>> begin

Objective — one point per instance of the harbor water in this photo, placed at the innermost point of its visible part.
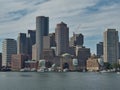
(59, 81)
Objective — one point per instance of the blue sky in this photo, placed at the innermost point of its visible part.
(89, 17)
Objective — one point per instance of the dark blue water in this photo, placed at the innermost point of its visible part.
(59, 81)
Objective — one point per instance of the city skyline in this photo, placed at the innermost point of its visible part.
(87, 17)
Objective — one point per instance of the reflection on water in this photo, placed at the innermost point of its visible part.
(59, 81)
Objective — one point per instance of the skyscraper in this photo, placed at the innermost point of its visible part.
(31, 40)
(111, 51)
(62, 38)
(42, 29)
(9, 47)
(22, 44)
(99, 49)
(77, 40)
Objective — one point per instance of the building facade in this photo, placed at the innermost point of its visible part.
(18, 61)
(42, 29)
(99, 48)
(111, 50)
(82, 54)
(62, 38)
(77, 40)
(31, 40)
(22, 43)
(9, 47)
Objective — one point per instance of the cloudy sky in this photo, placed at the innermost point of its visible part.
(89, 17)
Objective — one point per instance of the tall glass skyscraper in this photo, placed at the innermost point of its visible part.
(42, 29)
(22, 44)
(9, 47)
(111, 50)
(62, 38)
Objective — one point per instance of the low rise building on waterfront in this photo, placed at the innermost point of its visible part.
(82, 55)
(18, 61)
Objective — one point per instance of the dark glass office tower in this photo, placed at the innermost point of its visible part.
(42, 29)
(22, 44)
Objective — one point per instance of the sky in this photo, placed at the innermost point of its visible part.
(89, 17)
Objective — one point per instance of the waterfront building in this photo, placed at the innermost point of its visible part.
(9, 47)
(62, 38)
(93, 64)
(18, 61)
(22, 44)
(31, 65)
(77, 40)
(42, 29)
(48, 55)
(46, 42)
(82, 54)
(111, 50)
(66, 62)
(99, 48)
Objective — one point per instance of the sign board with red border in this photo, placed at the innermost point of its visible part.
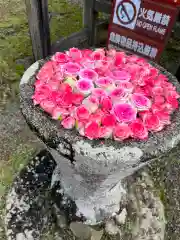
(141, 26)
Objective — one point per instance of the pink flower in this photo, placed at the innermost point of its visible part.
(153, 123)
(86, 53)
(92, 103)
(47, 106)
(92, 130)
(159, 99)
(120, 75)
(173, 102)
(163, 117)
(117, 95)
(38, 84)
(108, 120)
(120, 58)
(84, 86)
(38, 98)
(106, 104)
(82, 113)
(46, 72)
(104, 82)
(121, 132)
(124, 112)
(138, 130)
(111, 53)
(105, 132)
(98, 54)
(80, 126)
(65, 88)
(59, 113)
(64, 99)
(68, 123)
(75, 54)
(54, 83)
(98, 92)
(71, 81)
(140, 101)
(77, 98)
(60, 58)
(72, 68)
(88, 74)
(157, 91)
(128, 86)
(97, 116)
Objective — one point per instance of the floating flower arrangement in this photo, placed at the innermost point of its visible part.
(105, 94)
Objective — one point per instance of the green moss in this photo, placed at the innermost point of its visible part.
(8, 170)
(15, 40)
(67, 21)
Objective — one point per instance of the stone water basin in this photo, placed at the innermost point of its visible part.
(106, 183)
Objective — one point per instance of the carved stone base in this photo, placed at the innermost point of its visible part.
(34, 206)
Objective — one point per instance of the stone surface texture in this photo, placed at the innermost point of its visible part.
(32, 213)
(91, 172)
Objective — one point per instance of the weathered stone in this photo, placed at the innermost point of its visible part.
(95, 188)
(96, 235)
(121, 218)
(111, 228)
(81, 231)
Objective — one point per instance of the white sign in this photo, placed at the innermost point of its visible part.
(126, 13)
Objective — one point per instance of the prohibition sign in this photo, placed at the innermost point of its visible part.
(126, 12)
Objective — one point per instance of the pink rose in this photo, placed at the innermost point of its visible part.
(106, 104)
(54, 83)
(104, 82)
(82, 113)
(59, 113)
(75, 54)
(163, 117)
(68, 123)
(97, 116)
(92, 130)
(98, 54)
(138, 130)
(65, 88)
(108, 120)
(121, 132)
(46, 71)
(157, 91)
(60, 58)
(111, 53)
(71, 81)
(118, 94)
(98, 92)
(38, 97)
(88, 74)
(77, 98)
(124, 112)
(140, 101)
(84, 86)
(64, 100)
(92, 103)
(105, 132)
(127, 86)
(153, 123)
(120, 59)
(120, 75)
(173, 102)
(47, 106)
(71, 68)
(159, 99)
(86, 53)
(80, 126)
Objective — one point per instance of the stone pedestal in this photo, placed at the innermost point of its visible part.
(107, 185)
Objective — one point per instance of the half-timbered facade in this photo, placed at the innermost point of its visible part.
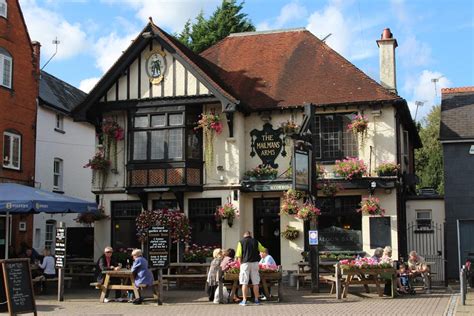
(254, 82)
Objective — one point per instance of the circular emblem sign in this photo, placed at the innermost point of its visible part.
(156, 66)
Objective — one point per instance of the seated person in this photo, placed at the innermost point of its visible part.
(140, 271)
(418, 267)
(107, 262)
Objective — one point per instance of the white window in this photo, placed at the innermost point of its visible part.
(49, 234)
(423, 219)
(6, 63)
(58, 174)
(3, 8)
(11, 150)
(59, 122)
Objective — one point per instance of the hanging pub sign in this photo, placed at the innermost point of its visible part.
(267, 144)
(302, 170)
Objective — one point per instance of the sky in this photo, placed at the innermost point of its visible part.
(435, 38)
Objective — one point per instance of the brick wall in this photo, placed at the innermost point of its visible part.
(18, 106)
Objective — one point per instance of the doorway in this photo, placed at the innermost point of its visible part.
(266, 226)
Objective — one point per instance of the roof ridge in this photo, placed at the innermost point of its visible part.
(295, 29)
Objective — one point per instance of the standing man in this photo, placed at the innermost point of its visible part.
(248, 254)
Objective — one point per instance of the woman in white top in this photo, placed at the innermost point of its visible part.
(47, 265)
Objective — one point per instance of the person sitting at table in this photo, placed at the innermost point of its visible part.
(107, 262)
(418, 267)
(212, 278)
(140, 271)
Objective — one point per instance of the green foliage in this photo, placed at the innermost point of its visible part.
(204, 33)
(429, 159)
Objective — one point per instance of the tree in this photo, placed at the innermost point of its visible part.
(429, 159)
(204, 33)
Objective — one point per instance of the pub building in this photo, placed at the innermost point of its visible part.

>> end

**Task instructions**
Copy out the listing exactly as it stands, but not the pictures.

**Result below**
Objective — one point per instance of the harbor water in this photo, placed at the innermost point of its visible part.
(59, 81)
Objective — one point per instance of the blue sky in this photo, placed at the innermost point of its visible part.
(89, 17)
Objective — one point per instance of the dark blue water in this photo, placed at the innermost point of its visible part.
(59, 81)
Objective — one point per instance of the city skyline in this photo, placed at the innermost point of its visible part.
(87, 17)
Objective — one point per instance of the reflection on water in this photo, placed at the innermost point of its visible part.
(59, 81)
Objective — one point per instance of the skyscraper in this photo, placed at the innermost point of its visible part.
(31, 40)
(111, 51)
(62, 38)
(42, 29)
(9, 47)
(22, 44)
(99, 49)
(77, 40)
Objective — one point per instance of the building facade in this photo, placed at the innermost point of its visible part.
(18, 61)
(42, 29)
(99, 48)
(111, 50)
(82, 54)
(62, 38)
(77, 40)
(31, 40)
(22, 43)
(9, 47)
Objective — one point per instance of the cloudy sky in this photo, placed at the innermost point of its visible part.
(89, 17)
Objective — one point per instance of the tall glass skyscraper in this photo, placed at the innermost point of its visible part.
(42, 29)
(22, 44)
(9, 47)
(111, 50)
(62, 38)
Objective — one point per instance of the low rise building on waterfront in this photo, placed at the innermost point of its visible part.
(82, 55)
(18, 61)
Objective — one point per instance of the dark glass office tower in this photo, placed at the innermost point of its visible part.
(42, 29)
(22, 44)
Objective — one point per instance of the sky in this photo, placed at the innermost point of its visible part.
(89, 17)
Objective — one point per instance of the waterfront building in this photo, placed at the innermost point of its visible part.
(9, 47)
(62, 38)
(93, 64)
(18, 61)
(22, 44)
(31, 65)
(77, 40)
(42, 29)
(48, 55)
(46, 42)
(82, 54)
(111, 50)
(66, 62)
(99, 48)
Objective — one point per instance of the sign board with red border in this photo, placed at the innermost point of its visible part.
(141, 26)
Objective — one point per instance of the pink flower in this photo, placed at the innermost point of its visible part.
(153, 123)
(86, 53)
(92, 103)
(47, 106)
(92, 130)
(159, 99)
(120, 75)
(173, 102)
(163, 117)
(117, 95)
(38, 84)
(108, 120)
(120, 58)
(84, 86)
(38, 98)
(106, 104)
(82, 113)
(46, 72)
(104, 82)
(121, 132)
(124, 112)
(138, 130)
(111, 53)
(105, 132)
(98, 54)
(80, 126)
(65, 88)
(59, 113)
(64, 99)
(68, 123)
(75, 54)
(54, 83)
(98, 92)
(71, 81)
(140, 101)
(77, 98)
(60, 58)
(72, 68)
(88, 74)
(157, 91)
(128, 86)
(97, 116)
Objective — one point per instance of the floating flower arrangement in this photo, placed at the innermost point of its visible part.
(105, 94)
Objective — one point per instance of the green moss in this photo, placed at the innermost point of its visible part.
(8, 170)
(15, 40)
(67, 21)
Objective — one point per instance of the stone water basin in this photo, placed at the innermost point of its visible part.
(106, 183)
Objective — one point per instance of the carved stone base in this photo, placed at the innermost point of its visible part.
(34, 206)
Objective — one point per instance of the stone surface texture in this photo, placed at the innermost point of its visible part.
(32, 213)
(91, 172)
Objective — one point per instance of the weathered stone in this photo, placed at the innermost point of its visible part.
(95, 188)
(96, 235)
(121, 218)
(111, 228)
(81, 231)
Objective — one point per instance of the white sign in this photo, placed at the innermost point of its visible part.
(126, 13)
Objective — one point per instance of the prohibition sign in this photo, placed at the innermost point of its visible part.
(126, 12)
Objective — one point per instance of the pink rose in this photo, placed at the innermost point of its visible part.
(106, 104)
(54, 83)
(104, 82)
(82, 113)
(59, 113)
(75, 54)
(163, 117)
(68, 123)
(97, 116)
(92, 130)
(98, 54)
(138, 130)
(65, 88)
(108, 120)
(121, 132)
(46, 71)
(157, 91)
(60, 58)
(111, 53)
(71, 81)
(118, 94)
(98, 92)
(38, 97)
(88, 74)
(77, 98)
(124, 112)
(140, 101)
(84, 86)
(64, 100)
(92, 103)
(105, 132)
(127, 86)
(153, 123)
(120, 59)
(120, 75)
(173, 102)
(47, 106)
(71, 68)
(159, 99)
(86, 53)
(80, 126)
Objective — one point per instance of the stone pedestal in this photo, placed at the innermost point of its visible part.
(107, 185)
Objective — one point per instance of the half-timbered facade in this photo, placed at the innermost point of its visible part.
(254, 82)
Objective — one point per instance of the circular emblem sign in this photo, placed at the innermost point of its visible part.
(156, 66)
Objective — one point per instance of the seated person in this photo, placed at the innermost point of its visible part.
(140, 271)
(418, 267)
(107, 262)
Objective — one point per instance of the white window in this photo, placed at the innermost point of its visible part.
(49, 234)
(423, 219)
(6, 63)
(58, 174)
(3, 8)
(11, 150)
(59, 122)
Objective — one point per instance of the hanging pub sign in this photo, placed at the innermost point of its visible part.
(267, 144)
(302, 170)
Objective — one point per instance of the sky in this photo, placed at the innermost point of its visible part.
(435, 38)
Objective — one point per instance of the brick wall in this photo, placed at the innermost point of its visible part.
(18, 106)
Objective — one point per instance of the doorway in this photo, placed at the innermost point of its visible part.
(266, 226)
Objective — one point per instance of the roof ridge in this photo, placed at the innermost point of its visible part.
(295, 29)
Objective — one point per instance of the standing man in this photo, placed at the innermost point of its visible part.
(248, 254)
Objective — one point per instance of the woman in white top in this photo, placed at the innermost point of its visible part.
(47, 265)
Objective — one point per instance of the person sitting at table in this photo, placed at the innermost point of its visible part.
(107, 262)
(418, 267)
(212, 278)
(140, 271)
Objective — one point per instance of the green foliage in this photo, placed at the innermost point of its visible part.
(204, 33)
(429, 159)
Objective — one point per instance of the tree in this photo, placed at the innermost point of its visible part.
(429, 159)
(204, 33)
Objective — one point per instance of the pub building in this photo, placed at the innermost point of its visible part.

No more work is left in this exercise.